— Start of Records shown —

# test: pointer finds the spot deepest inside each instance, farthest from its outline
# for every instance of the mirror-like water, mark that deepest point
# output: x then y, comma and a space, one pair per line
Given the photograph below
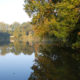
38, 61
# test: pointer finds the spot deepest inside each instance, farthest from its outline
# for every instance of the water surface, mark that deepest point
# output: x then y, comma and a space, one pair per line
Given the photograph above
38, 61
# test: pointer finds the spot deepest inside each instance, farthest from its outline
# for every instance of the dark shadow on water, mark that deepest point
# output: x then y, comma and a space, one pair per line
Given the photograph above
55, 63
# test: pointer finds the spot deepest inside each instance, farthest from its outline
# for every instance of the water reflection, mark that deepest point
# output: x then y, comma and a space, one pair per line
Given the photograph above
16, 48
54, 63
38, 61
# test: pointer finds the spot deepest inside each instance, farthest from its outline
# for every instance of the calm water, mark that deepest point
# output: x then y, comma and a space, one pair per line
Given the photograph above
38, 61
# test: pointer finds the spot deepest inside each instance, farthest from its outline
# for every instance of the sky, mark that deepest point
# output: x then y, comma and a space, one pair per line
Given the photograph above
12, 11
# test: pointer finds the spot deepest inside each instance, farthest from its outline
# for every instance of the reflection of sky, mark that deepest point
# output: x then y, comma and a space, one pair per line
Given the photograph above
14, 67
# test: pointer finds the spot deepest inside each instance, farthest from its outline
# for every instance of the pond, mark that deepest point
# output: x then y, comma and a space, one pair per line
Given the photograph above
38, 61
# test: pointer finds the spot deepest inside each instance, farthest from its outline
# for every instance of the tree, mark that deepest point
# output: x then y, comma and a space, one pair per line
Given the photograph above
59, 18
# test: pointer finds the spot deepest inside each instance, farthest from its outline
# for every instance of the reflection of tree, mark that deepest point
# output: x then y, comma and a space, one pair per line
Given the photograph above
53, 63
23, 47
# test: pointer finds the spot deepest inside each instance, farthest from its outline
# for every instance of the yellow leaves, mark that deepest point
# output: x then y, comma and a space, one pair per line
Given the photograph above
79, 33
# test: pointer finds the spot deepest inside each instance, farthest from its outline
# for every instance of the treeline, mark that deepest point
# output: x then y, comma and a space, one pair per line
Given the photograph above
58, 19
16, 29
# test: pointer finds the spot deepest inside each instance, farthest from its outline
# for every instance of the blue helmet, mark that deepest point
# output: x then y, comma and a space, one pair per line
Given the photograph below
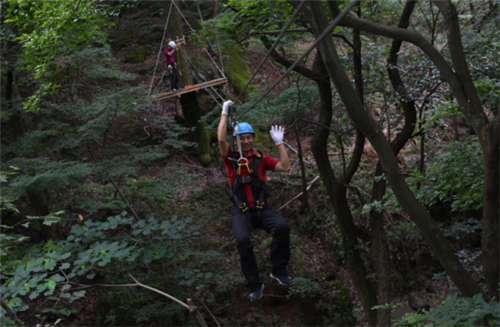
243, 128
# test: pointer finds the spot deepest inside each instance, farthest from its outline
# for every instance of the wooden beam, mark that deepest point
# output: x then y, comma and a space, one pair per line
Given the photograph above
195, 87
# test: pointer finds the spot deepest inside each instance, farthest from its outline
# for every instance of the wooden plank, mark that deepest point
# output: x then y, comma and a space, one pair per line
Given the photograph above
195, 87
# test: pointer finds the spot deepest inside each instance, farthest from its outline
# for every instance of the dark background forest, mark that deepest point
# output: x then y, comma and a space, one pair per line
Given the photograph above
114, 209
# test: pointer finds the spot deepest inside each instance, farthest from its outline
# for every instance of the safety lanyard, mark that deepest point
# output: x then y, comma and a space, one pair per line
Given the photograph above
236, 129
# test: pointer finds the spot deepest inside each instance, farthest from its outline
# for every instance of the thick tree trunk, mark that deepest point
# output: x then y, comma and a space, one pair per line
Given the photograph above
488, 136
337, 193
336, 188
380, 250
371, 130
189, 101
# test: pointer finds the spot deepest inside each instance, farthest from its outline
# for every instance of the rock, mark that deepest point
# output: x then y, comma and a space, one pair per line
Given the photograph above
137, 55
400, 312
202, 70
238, 72
416, 303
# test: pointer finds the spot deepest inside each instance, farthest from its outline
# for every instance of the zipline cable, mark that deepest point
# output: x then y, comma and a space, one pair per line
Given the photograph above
173, 1
327, 30
161, 47
290, 21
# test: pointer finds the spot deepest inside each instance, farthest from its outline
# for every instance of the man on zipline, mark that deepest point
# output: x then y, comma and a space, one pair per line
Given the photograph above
172, 66
251, 210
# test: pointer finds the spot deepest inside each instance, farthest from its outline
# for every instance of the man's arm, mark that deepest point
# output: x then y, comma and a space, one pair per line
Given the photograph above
221, 130
278, 133
284, 164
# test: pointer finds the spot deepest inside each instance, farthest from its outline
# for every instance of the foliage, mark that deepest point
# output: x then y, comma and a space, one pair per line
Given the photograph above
456, 311
108, 249
50, 30
456, 176
304, 287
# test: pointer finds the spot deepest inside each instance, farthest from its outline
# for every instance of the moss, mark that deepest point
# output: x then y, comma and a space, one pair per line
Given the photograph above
343, 305
137, 55
202, 69
238, 72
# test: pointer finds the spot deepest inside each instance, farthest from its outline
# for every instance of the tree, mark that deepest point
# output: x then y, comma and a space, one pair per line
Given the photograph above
370, 129
487, 128
189, 101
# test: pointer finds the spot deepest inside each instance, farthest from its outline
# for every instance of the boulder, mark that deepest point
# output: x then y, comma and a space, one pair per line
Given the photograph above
137, 55
237, 71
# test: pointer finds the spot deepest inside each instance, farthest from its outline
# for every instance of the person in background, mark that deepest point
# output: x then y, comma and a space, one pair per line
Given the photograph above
172, 66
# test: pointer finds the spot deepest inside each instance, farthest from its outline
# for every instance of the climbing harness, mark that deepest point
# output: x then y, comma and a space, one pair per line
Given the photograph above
237, 162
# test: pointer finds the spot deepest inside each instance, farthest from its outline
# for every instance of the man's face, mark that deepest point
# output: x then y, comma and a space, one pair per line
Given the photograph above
246, 142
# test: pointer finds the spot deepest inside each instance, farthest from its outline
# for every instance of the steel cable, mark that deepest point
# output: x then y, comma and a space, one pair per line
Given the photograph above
271, 49
161, 47
327, 30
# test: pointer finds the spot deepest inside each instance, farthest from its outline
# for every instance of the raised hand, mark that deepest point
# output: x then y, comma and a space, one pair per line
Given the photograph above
226, 106
277, 133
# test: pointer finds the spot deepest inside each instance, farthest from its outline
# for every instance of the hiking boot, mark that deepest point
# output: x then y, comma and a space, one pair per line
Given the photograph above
283, 279
256, 292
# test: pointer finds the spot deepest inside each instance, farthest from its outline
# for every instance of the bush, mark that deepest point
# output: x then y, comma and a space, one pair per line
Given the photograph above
455, 311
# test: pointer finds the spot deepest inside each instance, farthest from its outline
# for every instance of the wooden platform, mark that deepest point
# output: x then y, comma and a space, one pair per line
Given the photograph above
196, 88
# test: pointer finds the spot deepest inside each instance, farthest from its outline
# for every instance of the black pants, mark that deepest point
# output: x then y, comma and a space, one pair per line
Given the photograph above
272, 222
174, 77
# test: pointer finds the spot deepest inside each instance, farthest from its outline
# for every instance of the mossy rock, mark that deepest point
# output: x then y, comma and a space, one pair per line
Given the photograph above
237, 71
202, 70
343, 305
137, 55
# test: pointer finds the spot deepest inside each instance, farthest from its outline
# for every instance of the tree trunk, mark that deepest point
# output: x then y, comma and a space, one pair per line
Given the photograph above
380, 250
40, 205
488, 135
367, 125
189, 101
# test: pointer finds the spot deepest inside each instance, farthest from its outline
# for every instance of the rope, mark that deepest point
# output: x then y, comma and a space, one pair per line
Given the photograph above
173, 1
161, 47
318, 39
272, 48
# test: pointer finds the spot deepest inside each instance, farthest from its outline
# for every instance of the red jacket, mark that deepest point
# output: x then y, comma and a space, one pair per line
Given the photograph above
267, 163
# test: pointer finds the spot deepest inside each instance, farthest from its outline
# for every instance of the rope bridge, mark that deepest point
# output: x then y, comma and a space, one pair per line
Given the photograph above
196, 87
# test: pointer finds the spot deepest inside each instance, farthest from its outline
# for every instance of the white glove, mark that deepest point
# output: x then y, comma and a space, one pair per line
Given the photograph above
225, 107
277, 133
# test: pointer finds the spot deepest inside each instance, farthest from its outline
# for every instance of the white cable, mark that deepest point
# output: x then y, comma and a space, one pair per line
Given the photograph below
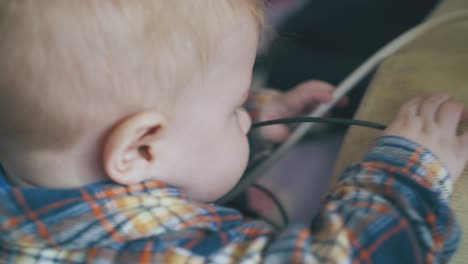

— End of Records shown —

Tally the lines of the records that contain the string "rock" and give only that number.

2